__What you need to do__. Pull every line with "across" from the material.
────
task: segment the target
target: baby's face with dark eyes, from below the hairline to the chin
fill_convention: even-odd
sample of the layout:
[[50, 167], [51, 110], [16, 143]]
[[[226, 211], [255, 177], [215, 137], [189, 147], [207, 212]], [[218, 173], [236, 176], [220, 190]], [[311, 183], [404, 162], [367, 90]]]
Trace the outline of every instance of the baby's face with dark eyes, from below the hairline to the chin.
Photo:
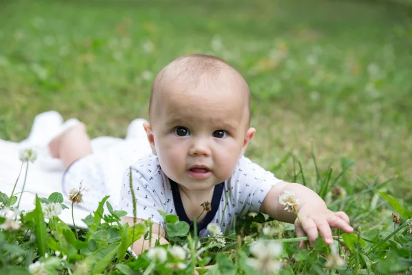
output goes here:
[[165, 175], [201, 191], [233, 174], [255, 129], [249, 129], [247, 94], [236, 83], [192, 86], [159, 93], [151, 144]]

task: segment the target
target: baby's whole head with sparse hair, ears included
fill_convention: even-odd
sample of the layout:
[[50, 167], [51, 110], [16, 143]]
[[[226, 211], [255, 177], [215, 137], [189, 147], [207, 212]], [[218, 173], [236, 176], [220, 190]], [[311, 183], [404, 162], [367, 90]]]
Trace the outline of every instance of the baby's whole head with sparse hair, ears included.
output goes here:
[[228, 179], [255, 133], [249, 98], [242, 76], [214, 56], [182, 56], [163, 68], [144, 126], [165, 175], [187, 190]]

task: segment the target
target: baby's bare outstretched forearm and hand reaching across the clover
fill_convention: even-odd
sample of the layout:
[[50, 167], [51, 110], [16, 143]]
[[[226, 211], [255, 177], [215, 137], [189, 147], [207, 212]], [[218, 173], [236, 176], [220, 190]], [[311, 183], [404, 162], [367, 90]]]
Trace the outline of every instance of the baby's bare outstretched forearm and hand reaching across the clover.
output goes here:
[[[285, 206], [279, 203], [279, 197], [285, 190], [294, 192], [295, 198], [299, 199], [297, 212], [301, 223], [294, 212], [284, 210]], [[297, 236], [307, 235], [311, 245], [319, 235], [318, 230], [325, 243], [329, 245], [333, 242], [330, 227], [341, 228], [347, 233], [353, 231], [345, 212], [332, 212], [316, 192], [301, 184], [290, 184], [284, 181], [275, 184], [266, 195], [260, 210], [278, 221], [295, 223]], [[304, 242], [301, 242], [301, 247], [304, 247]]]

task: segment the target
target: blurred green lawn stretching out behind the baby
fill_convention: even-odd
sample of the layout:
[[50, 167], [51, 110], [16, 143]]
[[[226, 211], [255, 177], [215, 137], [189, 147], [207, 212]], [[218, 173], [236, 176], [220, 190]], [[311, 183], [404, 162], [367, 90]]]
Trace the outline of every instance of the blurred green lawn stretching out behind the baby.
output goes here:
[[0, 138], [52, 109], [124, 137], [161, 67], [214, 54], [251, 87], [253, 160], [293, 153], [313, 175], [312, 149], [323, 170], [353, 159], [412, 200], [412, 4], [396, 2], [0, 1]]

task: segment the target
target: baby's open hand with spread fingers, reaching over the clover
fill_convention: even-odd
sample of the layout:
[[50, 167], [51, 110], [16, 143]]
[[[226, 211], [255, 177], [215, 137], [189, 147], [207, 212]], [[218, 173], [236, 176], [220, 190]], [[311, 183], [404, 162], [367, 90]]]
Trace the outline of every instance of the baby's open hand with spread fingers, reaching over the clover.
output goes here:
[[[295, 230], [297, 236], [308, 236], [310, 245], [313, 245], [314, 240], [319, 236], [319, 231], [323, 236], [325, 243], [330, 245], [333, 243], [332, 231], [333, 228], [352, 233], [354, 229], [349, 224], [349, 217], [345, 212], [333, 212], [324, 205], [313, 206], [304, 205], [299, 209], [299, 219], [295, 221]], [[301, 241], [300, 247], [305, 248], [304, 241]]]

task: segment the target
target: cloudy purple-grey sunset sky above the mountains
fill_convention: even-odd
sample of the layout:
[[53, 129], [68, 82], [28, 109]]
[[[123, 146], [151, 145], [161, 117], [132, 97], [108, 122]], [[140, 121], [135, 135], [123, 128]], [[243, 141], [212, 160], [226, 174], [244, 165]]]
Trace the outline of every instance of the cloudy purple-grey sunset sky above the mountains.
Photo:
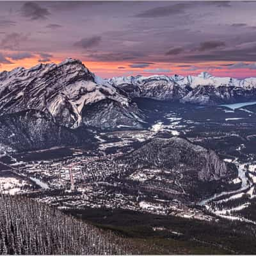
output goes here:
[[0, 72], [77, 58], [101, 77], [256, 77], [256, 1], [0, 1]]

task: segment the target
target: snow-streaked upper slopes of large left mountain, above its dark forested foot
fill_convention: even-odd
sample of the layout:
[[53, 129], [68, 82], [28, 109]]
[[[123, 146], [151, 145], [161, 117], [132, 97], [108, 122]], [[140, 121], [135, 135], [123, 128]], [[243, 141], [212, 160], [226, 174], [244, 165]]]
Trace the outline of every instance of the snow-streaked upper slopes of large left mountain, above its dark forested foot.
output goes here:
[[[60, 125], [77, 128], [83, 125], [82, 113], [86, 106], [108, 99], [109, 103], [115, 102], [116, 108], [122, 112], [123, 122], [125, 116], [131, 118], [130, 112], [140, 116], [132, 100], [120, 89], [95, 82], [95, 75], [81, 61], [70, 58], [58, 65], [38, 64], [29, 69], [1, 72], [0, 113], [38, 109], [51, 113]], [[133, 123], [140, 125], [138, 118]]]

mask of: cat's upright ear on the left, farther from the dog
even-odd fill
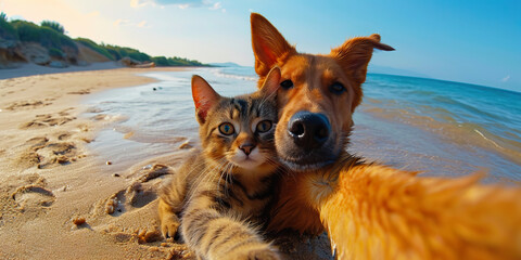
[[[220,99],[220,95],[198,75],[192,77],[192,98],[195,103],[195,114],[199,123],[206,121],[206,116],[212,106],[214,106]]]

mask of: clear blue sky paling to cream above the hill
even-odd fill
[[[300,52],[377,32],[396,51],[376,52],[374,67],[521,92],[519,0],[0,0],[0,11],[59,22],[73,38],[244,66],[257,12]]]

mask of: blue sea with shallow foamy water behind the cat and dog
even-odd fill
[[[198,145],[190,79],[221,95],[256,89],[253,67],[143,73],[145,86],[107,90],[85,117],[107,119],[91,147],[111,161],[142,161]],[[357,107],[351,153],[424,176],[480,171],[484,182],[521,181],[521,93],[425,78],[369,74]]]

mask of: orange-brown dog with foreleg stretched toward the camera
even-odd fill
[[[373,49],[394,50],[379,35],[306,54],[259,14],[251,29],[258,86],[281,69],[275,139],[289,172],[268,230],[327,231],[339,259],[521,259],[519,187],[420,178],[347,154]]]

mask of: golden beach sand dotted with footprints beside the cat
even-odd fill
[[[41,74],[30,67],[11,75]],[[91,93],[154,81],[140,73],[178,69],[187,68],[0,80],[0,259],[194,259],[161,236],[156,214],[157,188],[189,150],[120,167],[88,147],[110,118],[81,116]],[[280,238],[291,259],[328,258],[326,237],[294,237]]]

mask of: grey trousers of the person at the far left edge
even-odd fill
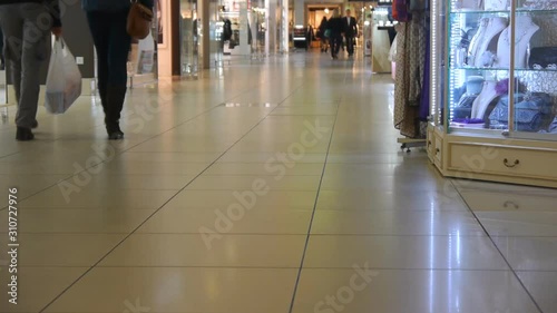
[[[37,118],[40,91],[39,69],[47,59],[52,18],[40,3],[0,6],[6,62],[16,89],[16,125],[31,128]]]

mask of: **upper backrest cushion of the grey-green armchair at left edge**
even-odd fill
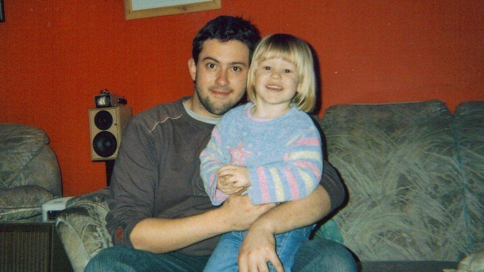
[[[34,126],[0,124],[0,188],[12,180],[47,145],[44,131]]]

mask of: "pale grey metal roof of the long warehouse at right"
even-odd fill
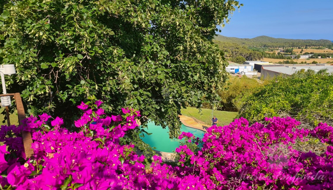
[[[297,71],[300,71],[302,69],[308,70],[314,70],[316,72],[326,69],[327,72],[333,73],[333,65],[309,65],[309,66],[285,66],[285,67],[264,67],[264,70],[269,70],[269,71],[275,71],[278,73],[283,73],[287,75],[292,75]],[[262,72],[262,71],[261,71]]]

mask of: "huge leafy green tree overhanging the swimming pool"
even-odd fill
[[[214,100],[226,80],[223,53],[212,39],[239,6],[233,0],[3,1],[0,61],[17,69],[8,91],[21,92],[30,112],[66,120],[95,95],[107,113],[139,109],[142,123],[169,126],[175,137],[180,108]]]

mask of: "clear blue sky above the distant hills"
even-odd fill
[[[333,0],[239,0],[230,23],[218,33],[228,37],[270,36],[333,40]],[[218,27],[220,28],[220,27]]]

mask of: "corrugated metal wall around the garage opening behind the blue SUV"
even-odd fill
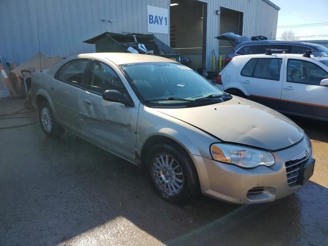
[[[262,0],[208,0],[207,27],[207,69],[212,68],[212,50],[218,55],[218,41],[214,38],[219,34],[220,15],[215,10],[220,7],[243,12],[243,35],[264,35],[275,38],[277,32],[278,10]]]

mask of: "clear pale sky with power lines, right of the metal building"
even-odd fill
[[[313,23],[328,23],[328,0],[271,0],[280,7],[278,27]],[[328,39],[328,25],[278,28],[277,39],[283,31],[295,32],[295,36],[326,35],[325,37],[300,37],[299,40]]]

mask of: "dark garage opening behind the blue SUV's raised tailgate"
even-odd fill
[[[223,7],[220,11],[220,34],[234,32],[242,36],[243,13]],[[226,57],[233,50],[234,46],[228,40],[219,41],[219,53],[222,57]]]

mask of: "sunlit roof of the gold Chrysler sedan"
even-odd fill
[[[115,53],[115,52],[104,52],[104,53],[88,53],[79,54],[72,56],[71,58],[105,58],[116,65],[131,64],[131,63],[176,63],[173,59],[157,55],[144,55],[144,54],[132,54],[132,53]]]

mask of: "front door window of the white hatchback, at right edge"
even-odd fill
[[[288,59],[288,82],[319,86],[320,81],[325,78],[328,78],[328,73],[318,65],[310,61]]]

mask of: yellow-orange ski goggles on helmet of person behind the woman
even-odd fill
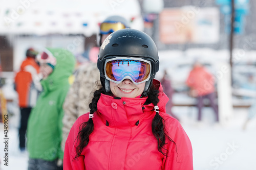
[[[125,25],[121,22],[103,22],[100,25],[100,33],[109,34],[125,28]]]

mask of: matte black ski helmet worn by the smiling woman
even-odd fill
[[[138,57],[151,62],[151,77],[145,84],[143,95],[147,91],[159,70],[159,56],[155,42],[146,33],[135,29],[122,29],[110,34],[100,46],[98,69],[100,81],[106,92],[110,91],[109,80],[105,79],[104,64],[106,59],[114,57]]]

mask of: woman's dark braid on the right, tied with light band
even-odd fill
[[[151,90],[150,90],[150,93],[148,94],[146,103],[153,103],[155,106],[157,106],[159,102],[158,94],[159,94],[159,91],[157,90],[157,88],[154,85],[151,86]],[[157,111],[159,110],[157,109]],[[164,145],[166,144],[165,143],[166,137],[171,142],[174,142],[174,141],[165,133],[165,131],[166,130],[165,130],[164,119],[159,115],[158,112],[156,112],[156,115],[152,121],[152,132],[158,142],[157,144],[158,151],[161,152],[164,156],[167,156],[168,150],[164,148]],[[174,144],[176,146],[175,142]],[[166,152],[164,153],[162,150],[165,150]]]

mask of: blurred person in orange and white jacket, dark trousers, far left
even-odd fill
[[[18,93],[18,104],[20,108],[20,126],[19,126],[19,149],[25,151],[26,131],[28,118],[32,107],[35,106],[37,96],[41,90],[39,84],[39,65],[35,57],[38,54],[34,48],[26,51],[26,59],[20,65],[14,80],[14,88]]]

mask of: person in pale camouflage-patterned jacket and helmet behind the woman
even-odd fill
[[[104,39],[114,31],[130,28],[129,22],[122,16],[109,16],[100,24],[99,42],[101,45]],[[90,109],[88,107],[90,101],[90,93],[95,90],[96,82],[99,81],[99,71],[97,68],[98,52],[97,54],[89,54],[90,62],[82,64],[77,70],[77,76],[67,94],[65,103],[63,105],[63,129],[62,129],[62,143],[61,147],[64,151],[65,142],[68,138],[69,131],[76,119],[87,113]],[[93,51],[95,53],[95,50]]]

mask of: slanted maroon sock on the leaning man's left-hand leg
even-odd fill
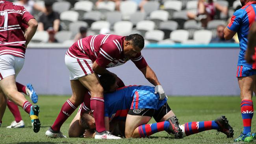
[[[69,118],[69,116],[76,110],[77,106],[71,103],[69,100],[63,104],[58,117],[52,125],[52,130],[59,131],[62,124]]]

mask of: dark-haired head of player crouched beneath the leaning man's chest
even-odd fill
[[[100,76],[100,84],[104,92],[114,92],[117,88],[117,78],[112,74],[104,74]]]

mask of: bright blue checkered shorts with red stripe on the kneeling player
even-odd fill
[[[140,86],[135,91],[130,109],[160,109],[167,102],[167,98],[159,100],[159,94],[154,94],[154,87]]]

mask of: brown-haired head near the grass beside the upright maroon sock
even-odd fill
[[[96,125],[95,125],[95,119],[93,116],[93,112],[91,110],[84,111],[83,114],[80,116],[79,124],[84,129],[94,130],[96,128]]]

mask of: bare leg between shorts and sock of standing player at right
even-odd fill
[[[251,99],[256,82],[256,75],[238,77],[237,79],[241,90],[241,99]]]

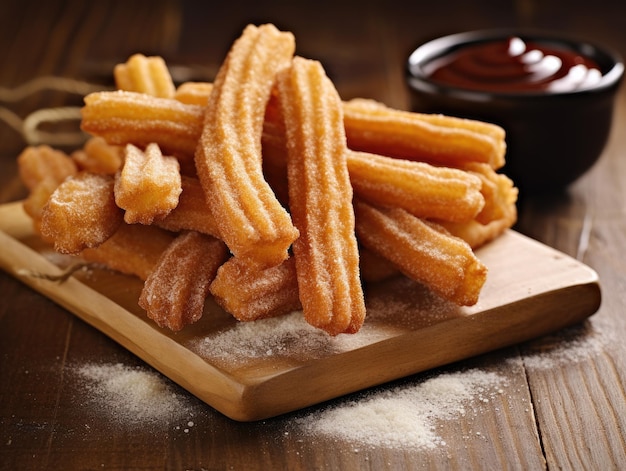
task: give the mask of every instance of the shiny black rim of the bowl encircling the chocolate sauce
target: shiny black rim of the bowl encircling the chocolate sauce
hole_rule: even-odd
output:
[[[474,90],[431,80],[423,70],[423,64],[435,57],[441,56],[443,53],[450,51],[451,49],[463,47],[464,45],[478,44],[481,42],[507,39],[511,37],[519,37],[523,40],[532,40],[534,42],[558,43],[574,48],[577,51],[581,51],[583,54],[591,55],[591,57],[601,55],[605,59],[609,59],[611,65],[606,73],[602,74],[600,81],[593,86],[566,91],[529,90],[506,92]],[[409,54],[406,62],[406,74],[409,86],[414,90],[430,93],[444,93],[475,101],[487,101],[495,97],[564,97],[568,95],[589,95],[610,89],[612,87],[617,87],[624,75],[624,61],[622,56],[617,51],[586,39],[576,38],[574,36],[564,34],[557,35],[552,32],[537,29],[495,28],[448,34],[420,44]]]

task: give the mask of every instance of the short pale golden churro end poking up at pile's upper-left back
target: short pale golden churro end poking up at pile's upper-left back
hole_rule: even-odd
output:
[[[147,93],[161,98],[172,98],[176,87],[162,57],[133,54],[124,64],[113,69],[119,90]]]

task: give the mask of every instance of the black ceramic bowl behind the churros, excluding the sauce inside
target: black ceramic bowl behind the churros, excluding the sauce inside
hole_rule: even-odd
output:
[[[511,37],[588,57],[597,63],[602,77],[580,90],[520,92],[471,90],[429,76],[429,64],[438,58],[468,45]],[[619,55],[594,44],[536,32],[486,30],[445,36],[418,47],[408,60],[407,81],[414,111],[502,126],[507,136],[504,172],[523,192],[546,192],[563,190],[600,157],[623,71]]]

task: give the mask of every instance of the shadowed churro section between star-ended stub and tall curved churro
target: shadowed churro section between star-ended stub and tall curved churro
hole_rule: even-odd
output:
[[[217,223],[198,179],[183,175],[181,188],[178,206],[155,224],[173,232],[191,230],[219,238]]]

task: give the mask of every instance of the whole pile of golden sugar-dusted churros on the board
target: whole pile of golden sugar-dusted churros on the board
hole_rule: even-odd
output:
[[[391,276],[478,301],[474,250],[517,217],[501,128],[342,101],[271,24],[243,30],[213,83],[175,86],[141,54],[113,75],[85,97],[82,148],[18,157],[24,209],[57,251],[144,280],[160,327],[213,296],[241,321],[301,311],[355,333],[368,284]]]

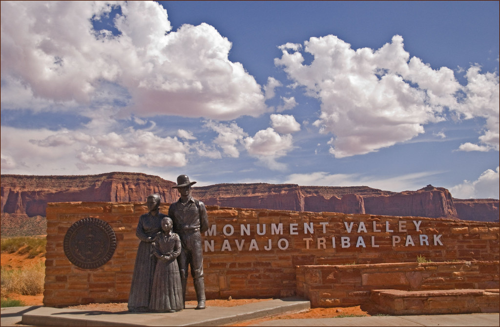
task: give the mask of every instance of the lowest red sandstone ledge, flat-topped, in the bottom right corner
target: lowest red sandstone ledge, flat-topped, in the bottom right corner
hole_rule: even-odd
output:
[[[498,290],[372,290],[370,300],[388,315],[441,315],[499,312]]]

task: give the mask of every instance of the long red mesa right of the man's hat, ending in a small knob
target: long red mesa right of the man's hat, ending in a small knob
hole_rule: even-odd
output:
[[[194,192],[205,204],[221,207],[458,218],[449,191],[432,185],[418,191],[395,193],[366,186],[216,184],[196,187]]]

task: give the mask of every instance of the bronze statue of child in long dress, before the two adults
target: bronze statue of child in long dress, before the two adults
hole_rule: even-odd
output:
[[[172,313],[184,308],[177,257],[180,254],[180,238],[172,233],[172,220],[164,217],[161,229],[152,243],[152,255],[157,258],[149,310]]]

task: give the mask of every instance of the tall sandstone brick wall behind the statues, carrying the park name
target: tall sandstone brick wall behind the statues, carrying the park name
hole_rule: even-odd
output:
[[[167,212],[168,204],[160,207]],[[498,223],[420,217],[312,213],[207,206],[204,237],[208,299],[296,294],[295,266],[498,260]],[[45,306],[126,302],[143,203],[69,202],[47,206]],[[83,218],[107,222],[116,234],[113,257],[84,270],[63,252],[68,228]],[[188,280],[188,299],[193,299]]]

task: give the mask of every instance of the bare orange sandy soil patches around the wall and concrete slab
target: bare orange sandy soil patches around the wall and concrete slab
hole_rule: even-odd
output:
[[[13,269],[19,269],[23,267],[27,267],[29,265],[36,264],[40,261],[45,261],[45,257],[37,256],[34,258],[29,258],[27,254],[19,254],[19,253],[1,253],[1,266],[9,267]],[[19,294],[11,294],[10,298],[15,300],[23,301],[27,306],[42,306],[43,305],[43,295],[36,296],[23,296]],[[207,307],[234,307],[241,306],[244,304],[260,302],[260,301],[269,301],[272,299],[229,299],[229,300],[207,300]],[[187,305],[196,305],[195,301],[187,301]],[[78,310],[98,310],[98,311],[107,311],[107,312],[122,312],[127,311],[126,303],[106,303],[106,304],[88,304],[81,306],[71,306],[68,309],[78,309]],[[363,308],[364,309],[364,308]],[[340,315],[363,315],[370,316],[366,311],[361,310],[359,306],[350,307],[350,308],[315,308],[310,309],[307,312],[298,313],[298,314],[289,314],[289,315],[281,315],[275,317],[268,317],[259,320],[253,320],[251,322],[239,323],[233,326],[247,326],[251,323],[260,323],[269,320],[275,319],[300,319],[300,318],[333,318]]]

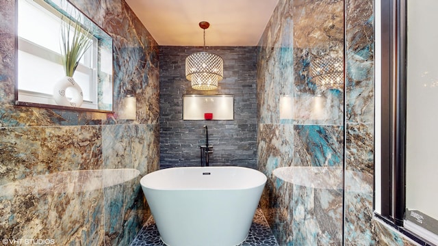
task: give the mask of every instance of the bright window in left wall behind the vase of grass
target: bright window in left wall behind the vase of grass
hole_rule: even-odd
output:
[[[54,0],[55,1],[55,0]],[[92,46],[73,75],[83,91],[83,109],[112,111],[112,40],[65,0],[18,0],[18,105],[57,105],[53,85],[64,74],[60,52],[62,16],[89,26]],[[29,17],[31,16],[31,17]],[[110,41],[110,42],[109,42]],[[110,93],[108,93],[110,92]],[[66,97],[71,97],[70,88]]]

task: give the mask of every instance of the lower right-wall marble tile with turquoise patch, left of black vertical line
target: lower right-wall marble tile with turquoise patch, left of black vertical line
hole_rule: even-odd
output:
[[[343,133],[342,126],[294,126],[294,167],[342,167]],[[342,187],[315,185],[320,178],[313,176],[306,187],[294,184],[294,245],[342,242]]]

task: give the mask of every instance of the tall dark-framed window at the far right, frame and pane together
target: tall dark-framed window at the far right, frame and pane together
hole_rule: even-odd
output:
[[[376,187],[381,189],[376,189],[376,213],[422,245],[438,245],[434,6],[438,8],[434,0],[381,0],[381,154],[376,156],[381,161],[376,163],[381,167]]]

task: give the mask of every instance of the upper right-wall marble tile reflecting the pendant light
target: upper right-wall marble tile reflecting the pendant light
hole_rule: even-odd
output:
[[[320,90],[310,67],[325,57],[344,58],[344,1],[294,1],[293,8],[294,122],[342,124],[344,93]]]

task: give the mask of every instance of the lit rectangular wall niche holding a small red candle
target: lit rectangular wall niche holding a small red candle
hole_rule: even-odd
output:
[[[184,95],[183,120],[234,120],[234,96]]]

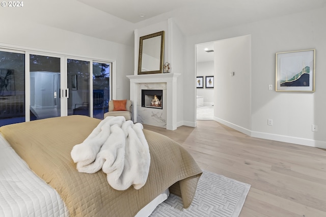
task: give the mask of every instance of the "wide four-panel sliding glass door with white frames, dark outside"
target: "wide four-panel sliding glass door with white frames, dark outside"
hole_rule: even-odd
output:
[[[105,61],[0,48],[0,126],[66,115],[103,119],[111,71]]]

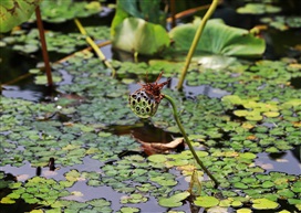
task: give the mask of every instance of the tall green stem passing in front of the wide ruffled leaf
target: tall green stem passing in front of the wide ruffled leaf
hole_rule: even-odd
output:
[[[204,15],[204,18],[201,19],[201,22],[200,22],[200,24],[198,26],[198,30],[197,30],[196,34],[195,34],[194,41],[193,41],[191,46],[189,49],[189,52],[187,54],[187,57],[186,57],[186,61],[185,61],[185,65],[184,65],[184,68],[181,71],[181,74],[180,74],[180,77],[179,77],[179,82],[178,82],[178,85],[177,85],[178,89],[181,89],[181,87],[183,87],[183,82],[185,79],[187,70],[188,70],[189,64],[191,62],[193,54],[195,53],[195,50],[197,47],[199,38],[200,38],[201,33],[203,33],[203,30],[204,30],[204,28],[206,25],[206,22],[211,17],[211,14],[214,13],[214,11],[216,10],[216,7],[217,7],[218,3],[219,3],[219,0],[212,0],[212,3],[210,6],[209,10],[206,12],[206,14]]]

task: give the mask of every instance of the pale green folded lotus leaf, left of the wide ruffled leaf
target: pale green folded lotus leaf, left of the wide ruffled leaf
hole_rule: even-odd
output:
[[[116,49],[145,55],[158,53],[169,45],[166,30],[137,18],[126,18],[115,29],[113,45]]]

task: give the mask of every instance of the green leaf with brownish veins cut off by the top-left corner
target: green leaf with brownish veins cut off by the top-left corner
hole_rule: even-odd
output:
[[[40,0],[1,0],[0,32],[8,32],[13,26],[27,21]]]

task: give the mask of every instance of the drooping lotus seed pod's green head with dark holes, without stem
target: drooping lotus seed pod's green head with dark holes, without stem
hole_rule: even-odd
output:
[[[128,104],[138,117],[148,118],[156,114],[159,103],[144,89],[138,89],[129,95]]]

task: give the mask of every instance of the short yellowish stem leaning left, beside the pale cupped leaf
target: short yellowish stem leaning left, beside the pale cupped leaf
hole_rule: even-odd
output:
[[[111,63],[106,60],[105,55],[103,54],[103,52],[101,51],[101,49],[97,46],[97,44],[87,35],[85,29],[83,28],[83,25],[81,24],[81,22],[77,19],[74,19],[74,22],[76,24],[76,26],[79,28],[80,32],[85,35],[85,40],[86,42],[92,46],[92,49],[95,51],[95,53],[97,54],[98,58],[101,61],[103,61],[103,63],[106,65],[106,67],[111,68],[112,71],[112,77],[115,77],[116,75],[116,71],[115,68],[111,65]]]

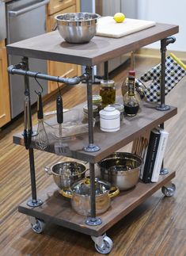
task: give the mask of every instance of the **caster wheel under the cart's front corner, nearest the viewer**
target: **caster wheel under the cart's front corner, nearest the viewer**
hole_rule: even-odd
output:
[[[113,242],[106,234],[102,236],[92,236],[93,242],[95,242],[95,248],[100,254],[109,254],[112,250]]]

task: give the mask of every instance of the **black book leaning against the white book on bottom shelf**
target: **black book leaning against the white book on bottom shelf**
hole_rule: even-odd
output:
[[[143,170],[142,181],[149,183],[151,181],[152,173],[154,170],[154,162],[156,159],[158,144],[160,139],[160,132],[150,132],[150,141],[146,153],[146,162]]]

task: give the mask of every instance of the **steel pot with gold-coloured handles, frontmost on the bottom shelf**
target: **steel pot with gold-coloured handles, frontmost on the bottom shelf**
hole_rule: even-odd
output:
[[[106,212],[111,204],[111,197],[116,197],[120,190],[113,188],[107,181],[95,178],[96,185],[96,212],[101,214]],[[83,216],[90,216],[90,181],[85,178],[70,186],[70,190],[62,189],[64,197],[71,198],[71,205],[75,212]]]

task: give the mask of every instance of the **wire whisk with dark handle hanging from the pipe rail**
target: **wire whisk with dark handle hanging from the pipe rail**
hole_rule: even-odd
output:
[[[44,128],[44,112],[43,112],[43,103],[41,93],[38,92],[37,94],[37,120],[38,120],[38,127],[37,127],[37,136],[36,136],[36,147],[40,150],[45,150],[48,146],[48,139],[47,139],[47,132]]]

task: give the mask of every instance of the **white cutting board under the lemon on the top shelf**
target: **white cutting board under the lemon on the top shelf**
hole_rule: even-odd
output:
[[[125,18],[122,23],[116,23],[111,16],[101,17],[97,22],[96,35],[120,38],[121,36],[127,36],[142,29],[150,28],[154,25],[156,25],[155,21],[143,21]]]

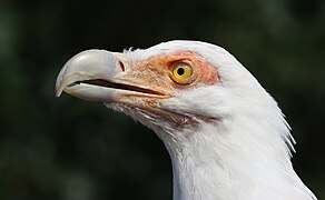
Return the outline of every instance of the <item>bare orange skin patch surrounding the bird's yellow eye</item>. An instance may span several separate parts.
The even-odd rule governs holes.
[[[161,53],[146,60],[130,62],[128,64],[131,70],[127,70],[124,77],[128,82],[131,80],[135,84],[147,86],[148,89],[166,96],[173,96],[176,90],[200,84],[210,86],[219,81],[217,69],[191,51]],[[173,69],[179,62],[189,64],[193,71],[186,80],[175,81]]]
────
__Output for this task__.
target: baby's bare outstretched forearm and hand reaching across the clover
Trace the outline of every instance of the baby's bare outstretched forearm and hand reaching across the clover.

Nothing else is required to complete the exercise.